[Natural-language object grounding data]
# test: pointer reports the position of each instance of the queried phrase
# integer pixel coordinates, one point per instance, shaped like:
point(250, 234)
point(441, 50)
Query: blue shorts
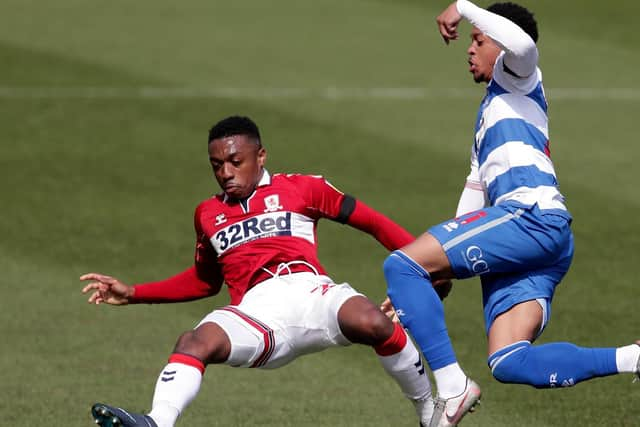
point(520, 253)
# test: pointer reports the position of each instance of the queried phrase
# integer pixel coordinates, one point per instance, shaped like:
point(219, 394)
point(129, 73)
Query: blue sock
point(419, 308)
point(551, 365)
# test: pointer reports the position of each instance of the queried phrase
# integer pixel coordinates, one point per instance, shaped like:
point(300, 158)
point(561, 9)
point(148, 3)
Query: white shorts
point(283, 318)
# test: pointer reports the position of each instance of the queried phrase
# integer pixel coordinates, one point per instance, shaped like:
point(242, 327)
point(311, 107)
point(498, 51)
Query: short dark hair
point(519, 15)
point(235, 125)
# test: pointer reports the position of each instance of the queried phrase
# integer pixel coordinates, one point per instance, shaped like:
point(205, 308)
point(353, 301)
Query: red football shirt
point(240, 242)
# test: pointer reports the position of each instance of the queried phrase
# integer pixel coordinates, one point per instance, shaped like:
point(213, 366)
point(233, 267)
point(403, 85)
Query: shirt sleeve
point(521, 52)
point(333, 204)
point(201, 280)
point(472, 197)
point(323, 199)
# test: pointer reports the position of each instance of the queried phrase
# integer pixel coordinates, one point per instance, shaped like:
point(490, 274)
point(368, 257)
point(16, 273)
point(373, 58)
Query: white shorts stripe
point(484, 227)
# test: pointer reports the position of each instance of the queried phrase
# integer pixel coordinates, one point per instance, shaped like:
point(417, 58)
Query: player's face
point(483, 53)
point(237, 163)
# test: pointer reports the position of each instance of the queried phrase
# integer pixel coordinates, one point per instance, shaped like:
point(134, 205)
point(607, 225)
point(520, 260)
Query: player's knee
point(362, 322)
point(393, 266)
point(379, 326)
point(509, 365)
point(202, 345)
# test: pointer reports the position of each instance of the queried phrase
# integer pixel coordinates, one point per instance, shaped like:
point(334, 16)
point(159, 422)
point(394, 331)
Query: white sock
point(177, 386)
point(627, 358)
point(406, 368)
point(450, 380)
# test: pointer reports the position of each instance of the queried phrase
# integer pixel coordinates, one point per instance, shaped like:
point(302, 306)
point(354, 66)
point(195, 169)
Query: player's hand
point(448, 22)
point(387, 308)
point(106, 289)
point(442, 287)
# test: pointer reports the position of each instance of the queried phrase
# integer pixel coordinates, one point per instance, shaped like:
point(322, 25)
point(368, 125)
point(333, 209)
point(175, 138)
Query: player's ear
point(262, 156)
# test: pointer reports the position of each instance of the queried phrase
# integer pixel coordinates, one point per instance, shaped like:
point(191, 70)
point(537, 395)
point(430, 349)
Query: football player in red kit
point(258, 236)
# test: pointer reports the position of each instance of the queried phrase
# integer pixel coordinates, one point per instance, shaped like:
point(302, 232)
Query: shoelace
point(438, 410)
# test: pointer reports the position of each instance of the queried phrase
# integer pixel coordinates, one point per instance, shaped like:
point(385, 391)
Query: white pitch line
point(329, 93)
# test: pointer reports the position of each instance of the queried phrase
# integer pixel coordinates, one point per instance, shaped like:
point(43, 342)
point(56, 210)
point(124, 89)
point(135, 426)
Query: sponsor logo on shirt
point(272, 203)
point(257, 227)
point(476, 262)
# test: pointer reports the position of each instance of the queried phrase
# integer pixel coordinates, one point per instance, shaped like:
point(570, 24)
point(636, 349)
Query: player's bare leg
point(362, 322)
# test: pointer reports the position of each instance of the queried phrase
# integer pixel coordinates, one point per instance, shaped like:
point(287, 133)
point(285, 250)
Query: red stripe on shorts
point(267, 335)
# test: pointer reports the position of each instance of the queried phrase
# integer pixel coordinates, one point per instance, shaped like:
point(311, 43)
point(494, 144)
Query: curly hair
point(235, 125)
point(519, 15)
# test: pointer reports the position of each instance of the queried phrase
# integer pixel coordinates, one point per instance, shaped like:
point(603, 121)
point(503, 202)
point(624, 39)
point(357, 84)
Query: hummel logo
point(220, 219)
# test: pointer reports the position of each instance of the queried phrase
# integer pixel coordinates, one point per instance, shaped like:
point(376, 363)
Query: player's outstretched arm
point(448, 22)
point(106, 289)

§ What you are asked to do
Transcribe all of the records exactly, without reproducing their pictures.

§ Task result
# test: pointer reports the position of each instance of the queried phrase
# integer pixel coordinates, one point per instance, shaped like:
point(250, 234)
point(441, 50)
Query: blue shorts
point(520, 253)
# test: pointer reports the position of each instance of the queried phrase
# integer pixel coordinates, one point per instance, shaped like:
point(219, 394)
point(129, 73)
Query: blue sock
point(419, 308)
point(551, 365)
# test: pointer reports the position of each instance of the queried phrase
# integer pixel coordinates, one point per instance, shaped like:
point(300, 158)
point(561, 9)
point(148, 3)
Query: white shorts
point(283, 318)
# test: pointer reports the position of each instance of the queried phrase
# integer pixel coordinates, one point per instance, shaped like:
point(242, 327)
point(311, 107)
point(498, 51)
Query: short dark hair
point(519, 15)
point(235, 125)
# test: pointer reports the position of each instance of the queried phrase
# integer pixel coordinates, one point per instance, shaped like:
point(205, 308)
point(353, 301)
Query: red football shirt
point(240, 242)
# test: pointer reports the position of each instance of the queried phrase
# integer pixel coordinates, one point per instance, shaped like:
point(213, 366)
point(233, 267)
point(403, 85)
Query: shirt sleeve
point(521, 52)
point(333, 204)
point(201, 280)
point(472, 197)
point(323, 199)
# test: pointer reports the position of each instance of the queried phrase
# integer pixel coordinates, one point per instance, shaped like:
point(490, 274)
point(368, 257)
point(16, 273)
point(373, 58)
Query: white shorts stripe
point(484, 227)
# test: pointer reports the position of each instance of the queried phrase
# integer pixel coordinates, one point per instance, shaped like:
point(417, 58)
Query: player's face
point(483, 53)
point(237, 163)
# test: pointer reports the position of each instance of the queried phrase
# integer pixel coordinates, one point per instance, shaped like:
point(134, 205)
point(607, 225)
point(520, 260)
Query: player's knee
point(362, 322)
point(393, 266)
point(379, 326)
point(509, 365)
point(202, 345)
# test: pointer reports the position of each instance of the queried phrase
# integer pixel coordinates, one point per instance, shaped like:
point(334, 16)
point(159, 422)
point(394, 331)
Query: white sock
point(177, 386)
point(627, 358)
point(406, 368)
point(450, 380)
# test: pointer reports the position of each instance of the queried phrase
# integer pixel coordinates, one point per instance, shaped like:
point(302, 306)
point(354, 66)
point(195, 169)
Query: player's hand
point(448, 22)
point(387, 308)
point(106, 289)
point(442, 287)
# test: pointer reports the position of each instance of the queried phrase
# integer pixel coordinates, one point per instance, shaped like:
point(322, 25)
point(368, 125)
point(333, 209)
point(175, 138)
Query: player's ear
point(262, 156)
# test: pointer reports the position of each instance of the queried phrase
# integer pixel coordinates, one point per instance, shaped like:
point(191, 70)
point(537, 395)
point(430, 349)
Query: football player in red kit
point(258, 236)
# test: pointer reports the position of each instance of the queried phrase
# integer pixel coordinates, one point per instance, shaped like:
point(302, 232)
Query: shoelace
point(438, 410)
# test: pointer reports the position of each instance of the queried phrase
# integer pixel coordinates, one point per instance, shaped like:
point(385, 391)
Query: white pitch line
point(329, 93)
# test: pointer reports the position of each instance of the queried phrase
# integer pixel coordinates, one point per instance, shaped like:
point(43, 342)
point(56, 210)
point(124, 89)
point(135, 426)
Query: sponsor logo on shirt
point(272, 203)
point(257, 227)
point(476, 262)
# test: pointer reports the position of each instance of the queried phrase
# integer pixel coordinates, one point per instance, shaped like:
point(570, 24)
point(636, 349)
Query: player's bare leg
point(362, 322)
# test: pointer reports the position of each instance of the queried phrase
# integer pixel coordinates, one point per instance, shaped like:
point(287, 133)
point(285, 250)
Query: red stripe on shorts
point(267, 335)
# test: pointer reports the position of each instance of the queried phrase
# integer pixel coordinates, one point per instance, shaped like:
point(311, 43)
point(494, 144)
Query: curly hair
point(235, 125)
point(519, 15)
# test: pointer reports the position of each instance of the queried phrase
# integer pixel coordinates, one point per instance, shaped like:
point(603, 121)
point(503, 202)
point(624, 39)
point(357, 84)
Query: hummel logo
point(220, 219)
# test: pointer reports the position of each instance of the queried phrase
# integer pixel coordinates, one point per instance, shaped like:
point(376, 363)
Query: player's outstretched arm
point(448, 22)
point(106, 289)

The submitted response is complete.